> TEXT EXCERPT:
Segment Open
Dave gets the engine running but re-starting it is still a problem. He noticed the same low voltage we did and replaced the starting battery which was bad. (“If they’s big ole batteries I’ll need to get a couple of those yard boys to tote them down here”) He thinks the alternator may be the problem but acknowledges ” I’m a good mechanic but electrical systems are way over my head”. So Larry , Elise and I walk along the river into town for lunch while Archie waits for the electrician. Larry returns to the boat and Elise and I explore further having beer and wine and Rum Runner punches at the Flying Fish and Provisioning Co. bars. Archie texts us that the electrician found a bad fuse in the main electrical panel. If course it is not a stocked item so we’ll have to wait another day. We all go to dinner at Frying Pan Restaurant even though Hank had given it an “interesting” rating. The food is good and the view over the marsh and inlet is spectacular from the 2nd floor dining room.
Thursday 14 May
The waiting to get underway is killing us. The winds are holding as predicted by Hank and we could be making a lot of progress. Elise has to be back to work Monday and we’re starting to run out of time . The fuse arrives via UPS and is installed by Jay, the electrician. The engine fires immediately. Larry drops the spring lines but when I pull the throttle into idle the engine stalls. OOPS! I restart it and go below and find air bubbles in the filter. “Long story short” I install new O rings, and follow all of Dave’s advice about closing the seacock, draining the muffler etc. crank the engine and it starts. So off we go, North up the ICW to Masonboro Inlet following Hank’s guide sheets. At 1800 we depart the inlet at slack high tide, all of us packed with Larry’s secret recipe Philadelphia Lasagna. Our course of 090M will take us clear of Cape Lookout and ESE winds at 10 Kts, 2-3′ seas and clear evening sky will make for good motor sailing. We’ll round Cape Hatteras tonight or early tomorrow morning and then decide if we can make Cape May, NJ in time for Elise to make connections home. If not, we’ll head into Norfolk, VA.
Friday 15 May
Under power and stays’l we pass Cape Lookout during the night and Cape Hatteras in the morning, a distance of 150 NM. Thank you Gulf Stream for the push! The day slips by with only one porpoise and a few flying fish for distractions. Given our progress we now think we can make it to Liberty Island Marina inside New York harbor, a good transportation hub for Elise.
Segment Closed
Stored items
Segment Open
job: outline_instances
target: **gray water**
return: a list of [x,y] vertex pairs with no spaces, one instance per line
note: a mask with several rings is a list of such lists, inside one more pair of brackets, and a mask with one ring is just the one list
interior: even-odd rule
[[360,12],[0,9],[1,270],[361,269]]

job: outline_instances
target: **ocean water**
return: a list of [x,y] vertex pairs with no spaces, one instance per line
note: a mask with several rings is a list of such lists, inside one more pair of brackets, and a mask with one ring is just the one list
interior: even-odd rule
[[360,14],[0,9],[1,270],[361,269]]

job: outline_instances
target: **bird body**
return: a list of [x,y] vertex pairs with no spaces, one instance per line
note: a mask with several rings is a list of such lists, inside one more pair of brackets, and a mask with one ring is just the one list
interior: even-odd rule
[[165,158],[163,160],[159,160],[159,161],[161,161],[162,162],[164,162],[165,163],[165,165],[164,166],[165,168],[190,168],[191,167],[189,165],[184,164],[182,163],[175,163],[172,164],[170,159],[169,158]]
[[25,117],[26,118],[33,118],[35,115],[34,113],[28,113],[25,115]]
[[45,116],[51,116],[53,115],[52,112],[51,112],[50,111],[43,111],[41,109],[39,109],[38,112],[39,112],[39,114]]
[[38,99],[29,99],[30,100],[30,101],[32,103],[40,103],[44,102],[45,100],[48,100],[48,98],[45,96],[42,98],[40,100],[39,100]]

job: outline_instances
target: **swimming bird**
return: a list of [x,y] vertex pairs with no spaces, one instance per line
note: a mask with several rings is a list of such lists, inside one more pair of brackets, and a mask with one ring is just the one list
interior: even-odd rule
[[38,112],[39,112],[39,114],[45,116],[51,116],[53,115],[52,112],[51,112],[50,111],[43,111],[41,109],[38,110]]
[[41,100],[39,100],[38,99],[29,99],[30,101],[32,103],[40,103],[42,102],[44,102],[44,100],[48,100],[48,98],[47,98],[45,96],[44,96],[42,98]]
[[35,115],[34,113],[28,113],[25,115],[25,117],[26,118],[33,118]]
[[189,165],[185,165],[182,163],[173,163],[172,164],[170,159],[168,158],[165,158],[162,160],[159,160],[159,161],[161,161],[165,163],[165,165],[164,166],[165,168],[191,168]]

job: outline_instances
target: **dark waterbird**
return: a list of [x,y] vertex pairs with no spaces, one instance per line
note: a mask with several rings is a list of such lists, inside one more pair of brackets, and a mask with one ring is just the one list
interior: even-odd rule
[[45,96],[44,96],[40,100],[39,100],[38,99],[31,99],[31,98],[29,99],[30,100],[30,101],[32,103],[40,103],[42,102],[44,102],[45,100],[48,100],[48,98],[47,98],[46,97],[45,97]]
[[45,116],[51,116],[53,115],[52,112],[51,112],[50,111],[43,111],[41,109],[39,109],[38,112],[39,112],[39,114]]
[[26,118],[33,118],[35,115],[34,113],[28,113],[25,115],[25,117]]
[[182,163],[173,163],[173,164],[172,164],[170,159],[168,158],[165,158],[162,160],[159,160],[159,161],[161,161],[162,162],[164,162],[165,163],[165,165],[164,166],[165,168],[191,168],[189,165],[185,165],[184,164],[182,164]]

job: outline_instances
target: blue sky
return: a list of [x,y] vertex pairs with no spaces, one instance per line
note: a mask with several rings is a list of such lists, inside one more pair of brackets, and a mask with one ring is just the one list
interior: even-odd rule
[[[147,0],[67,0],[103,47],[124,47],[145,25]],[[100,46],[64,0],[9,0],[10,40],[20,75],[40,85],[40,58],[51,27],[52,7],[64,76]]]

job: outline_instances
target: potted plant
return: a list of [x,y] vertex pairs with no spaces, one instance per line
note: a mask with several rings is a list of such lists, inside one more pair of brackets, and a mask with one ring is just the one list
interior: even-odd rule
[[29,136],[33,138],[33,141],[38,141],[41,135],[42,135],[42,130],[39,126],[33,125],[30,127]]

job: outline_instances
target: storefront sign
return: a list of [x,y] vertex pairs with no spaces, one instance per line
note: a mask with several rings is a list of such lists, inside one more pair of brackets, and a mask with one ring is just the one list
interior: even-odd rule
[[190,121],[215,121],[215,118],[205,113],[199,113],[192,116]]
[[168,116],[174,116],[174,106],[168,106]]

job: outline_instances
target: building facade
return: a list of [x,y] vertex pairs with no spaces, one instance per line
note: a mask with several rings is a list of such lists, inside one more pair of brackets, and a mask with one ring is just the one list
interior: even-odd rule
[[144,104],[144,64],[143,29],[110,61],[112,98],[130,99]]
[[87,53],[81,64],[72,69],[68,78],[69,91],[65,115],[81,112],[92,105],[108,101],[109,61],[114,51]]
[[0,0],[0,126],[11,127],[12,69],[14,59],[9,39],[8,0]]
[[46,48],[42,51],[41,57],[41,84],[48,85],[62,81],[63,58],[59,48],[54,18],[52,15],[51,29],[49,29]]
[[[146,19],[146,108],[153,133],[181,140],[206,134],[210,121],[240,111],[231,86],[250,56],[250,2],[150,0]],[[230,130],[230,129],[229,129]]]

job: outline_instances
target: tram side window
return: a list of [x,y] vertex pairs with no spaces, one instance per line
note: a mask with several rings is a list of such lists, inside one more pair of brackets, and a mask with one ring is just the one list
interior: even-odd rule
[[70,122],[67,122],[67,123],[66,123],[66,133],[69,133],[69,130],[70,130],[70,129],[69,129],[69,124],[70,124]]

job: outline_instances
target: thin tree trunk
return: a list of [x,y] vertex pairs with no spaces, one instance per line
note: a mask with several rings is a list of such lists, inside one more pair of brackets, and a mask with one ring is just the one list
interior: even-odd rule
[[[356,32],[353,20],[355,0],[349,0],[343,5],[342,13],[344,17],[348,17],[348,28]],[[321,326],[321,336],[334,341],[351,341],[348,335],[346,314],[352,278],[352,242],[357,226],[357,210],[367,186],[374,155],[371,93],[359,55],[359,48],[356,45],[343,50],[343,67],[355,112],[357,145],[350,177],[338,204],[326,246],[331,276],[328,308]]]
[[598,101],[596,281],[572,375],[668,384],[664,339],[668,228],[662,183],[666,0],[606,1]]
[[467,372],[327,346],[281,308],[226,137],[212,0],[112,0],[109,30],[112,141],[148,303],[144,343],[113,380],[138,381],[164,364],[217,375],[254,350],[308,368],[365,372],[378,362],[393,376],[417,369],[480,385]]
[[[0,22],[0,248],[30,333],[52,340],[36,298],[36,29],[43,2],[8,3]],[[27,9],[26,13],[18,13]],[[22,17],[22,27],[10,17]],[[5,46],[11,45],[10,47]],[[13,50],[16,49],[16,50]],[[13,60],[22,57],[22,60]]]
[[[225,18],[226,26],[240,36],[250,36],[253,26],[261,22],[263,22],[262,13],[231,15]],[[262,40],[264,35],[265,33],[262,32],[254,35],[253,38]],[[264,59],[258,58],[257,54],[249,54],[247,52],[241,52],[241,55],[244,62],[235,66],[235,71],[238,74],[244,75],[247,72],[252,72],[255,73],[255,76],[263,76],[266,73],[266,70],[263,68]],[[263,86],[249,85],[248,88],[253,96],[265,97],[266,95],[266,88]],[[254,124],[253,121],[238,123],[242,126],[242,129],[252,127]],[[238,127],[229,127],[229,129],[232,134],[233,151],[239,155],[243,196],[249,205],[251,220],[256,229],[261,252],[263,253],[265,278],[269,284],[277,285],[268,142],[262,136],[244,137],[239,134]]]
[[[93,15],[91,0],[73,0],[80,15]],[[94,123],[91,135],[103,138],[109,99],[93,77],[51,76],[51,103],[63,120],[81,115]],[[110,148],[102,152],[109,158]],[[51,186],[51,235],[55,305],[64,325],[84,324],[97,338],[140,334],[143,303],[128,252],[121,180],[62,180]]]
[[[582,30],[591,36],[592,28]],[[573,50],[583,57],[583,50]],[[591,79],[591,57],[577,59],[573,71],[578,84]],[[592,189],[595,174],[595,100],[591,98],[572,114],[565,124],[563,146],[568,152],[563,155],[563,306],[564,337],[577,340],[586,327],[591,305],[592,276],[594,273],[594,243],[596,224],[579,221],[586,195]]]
Segment Closed
> WHAT TO DO:
1. In the sailing journal, what did the electrician find wrong in the main electrical panel?
2. Carry on the sailing journal from its last sentence.
The listing is not needed for any of this work.

> RESULTS OF THE EXERCISE:
1. He found a bad fuse.

2.
Saturday 16 May
By mid morning it is apparent we can make it to Point Judith if the forecast Southwest winds proves to be true (always a crap shoot as we’ve found out on prior trips). So we alter course to starboard, set the main with a jibe preventer and motor sail wing-on-wing making just over 8 Kts. Archie announces our decision to go for it to Larry ” Because of your wonderful cooking the crew has approved an award for you, we are sailing directly to Point Judith”.
The conditions hold all day with only one sail adjustment needed. It is warm and sunny, a perfect day for an on board shower. Minutes later I emerge obviously refreshed and Elise decides to go for it too. She comes out with a big smile and destroys a large bowl of Larry’s chili. As we pronounce her totally cured of seasickness, as if on cue a large pod of porpoise come to the bow to welcome her to Neptune’s kingdom. She heads forward on deck with her camera and a big grin.
If we can continue at this rate we should make P.J. between 8 and 10 PM tomorrow.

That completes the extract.